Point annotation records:
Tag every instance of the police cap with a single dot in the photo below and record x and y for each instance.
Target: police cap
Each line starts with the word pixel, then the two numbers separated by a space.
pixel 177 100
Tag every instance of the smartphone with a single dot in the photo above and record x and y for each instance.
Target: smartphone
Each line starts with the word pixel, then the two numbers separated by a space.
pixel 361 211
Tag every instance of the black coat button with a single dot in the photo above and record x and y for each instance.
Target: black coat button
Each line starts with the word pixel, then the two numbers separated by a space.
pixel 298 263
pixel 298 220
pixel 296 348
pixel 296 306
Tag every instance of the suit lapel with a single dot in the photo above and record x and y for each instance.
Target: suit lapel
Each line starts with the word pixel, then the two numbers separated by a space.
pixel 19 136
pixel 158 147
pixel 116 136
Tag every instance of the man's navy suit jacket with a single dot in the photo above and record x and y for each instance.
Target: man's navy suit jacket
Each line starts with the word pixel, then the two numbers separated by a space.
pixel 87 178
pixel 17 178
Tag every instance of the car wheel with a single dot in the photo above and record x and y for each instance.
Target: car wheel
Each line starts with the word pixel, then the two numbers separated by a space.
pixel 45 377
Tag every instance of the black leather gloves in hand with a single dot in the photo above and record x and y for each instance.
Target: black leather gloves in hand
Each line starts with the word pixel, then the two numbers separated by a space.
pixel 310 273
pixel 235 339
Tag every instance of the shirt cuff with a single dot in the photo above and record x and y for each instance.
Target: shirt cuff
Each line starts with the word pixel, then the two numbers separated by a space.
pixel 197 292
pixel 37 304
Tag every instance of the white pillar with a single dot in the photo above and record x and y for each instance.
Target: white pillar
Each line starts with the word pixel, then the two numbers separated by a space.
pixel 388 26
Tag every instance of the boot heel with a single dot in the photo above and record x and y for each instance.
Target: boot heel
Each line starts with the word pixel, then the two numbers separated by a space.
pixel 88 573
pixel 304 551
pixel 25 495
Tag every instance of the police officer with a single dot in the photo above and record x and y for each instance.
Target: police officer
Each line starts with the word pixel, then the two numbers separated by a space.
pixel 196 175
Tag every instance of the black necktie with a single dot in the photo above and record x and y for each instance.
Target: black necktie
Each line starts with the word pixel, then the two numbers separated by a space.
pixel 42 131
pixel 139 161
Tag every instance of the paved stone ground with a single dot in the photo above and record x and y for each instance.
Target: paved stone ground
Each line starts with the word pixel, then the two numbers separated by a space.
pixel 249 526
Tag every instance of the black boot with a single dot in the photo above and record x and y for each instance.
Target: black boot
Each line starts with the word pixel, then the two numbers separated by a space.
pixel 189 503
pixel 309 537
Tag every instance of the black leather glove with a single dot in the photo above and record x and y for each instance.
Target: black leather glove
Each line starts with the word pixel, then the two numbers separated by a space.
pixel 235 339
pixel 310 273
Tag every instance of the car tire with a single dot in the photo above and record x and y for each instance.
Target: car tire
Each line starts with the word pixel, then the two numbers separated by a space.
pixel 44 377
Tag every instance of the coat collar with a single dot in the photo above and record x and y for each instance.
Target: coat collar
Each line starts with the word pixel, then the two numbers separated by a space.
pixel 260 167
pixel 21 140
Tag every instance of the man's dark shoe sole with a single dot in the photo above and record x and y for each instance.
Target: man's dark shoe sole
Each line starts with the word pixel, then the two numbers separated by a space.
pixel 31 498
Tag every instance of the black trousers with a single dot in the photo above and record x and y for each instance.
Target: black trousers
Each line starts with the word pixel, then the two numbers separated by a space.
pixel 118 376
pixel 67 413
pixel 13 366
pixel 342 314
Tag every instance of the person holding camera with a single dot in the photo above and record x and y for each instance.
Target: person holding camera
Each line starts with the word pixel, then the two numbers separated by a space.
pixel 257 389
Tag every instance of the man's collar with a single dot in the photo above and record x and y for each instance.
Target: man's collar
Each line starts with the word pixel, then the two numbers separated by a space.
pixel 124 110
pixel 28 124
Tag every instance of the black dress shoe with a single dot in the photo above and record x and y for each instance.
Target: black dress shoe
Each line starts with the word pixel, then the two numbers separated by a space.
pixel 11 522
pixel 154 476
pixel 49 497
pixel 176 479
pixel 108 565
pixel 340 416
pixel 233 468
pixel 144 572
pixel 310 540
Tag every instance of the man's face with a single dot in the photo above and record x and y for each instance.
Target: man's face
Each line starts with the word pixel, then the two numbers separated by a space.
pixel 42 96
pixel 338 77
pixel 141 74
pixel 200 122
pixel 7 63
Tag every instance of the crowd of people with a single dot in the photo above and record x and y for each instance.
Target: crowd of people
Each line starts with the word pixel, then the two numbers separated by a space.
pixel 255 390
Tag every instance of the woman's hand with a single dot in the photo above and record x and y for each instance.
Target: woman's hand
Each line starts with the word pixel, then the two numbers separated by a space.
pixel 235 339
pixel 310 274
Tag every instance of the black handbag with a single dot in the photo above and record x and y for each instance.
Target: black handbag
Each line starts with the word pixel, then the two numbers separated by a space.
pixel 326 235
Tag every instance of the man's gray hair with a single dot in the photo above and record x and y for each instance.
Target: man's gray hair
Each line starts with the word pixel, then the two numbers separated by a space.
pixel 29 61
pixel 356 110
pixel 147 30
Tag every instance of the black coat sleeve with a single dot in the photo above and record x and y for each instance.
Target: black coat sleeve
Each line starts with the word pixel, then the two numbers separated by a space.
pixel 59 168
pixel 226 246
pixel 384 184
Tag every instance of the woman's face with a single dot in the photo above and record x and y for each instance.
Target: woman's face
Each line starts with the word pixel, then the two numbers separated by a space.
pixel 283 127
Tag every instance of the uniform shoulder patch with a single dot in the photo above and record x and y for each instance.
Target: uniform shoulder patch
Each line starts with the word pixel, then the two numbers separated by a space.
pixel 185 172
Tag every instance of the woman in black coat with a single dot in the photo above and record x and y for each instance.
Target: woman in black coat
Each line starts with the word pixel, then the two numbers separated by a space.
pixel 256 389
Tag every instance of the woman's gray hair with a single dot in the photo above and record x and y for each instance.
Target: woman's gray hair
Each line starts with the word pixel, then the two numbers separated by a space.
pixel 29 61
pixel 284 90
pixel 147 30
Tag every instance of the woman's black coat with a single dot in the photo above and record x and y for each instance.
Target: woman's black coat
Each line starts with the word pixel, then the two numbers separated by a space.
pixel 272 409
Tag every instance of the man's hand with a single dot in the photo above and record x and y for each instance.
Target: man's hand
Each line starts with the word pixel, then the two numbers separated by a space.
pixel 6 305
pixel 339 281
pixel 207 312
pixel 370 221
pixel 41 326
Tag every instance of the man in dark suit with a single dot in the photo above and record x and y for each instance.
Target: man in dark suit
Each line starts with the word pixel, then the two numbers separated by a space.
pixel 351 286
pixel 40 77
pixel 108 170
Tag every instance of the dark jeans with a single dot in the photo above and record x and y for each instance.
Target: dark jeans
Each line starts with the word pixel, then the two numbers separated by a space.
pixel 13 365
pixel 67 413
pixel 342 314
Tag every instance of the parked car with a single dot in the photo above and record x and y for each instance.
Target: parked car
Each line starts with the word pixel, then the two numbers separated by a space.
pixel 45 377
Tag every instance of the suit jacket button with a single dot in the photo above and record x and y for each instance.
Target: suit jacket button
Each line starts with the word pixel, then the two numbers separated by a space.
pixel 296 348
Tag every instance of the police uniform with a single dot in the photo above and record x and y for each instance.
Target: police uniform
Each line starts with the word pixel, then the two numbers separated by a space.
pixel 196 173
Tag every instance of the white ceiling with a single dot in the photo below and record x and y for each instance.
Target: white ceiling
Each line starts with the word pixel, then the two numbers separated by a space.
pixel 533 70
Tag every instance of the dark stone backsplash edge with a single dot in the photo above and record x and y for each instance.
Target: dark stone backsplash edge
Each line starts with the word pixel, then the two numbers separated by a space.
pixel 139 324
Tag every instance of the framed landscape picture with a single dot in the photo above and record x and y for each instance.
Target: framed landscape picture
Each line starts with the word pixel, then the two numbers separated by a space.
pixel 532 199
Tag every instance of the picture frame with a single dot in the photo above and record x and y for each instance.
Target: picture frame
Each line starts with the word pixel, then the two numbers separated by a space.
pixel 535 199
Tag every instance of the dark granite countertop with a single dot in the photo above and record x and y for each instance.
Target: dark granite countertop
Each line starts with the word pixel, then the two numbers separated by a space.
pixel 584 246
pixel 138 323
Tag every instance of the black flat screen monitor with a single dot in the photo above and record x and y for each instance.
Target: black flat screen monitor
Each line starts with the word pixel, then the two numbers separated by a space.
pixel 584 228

### Work to be completed
Update the lines starting with the line that contains "Tag every instance of the dark stone" and going on through the line that contains "pixel 138 323" by replacing "granite" with "marble", leaving all else unchanged. Give only those lines.

### Solution to this task
Tag every instance of the dark stone backsplash edge with a single dot in the photo above and record x and y for each instance.
Target: dark stone backsplash edge
Each line starts with the word pixel, then the two numbers separated by a space.
pixel 139 324
Tag every instance of the framed landscape picture with a single dot in the photo above and record x and y for each instance.
Target: framed landscape picture
Each line starts with the word pixel, then the two numbers separated by a space.
pixel 532 199
Tag every instance of the picture frame with a single dot in the photo above and record x and y for each instance.
Target: picture frame
Each line starts with the word pixel, then the two numbers separated by a space.
pixel 535 199
Tag every instance of the dark marble countertop with a single dot in the photo above and record x and y for each instance.
Target: dark marble countertop
Each line starts with the word pixel, then the two numbers separated by a space.
pixel 584 246
pixel 138 323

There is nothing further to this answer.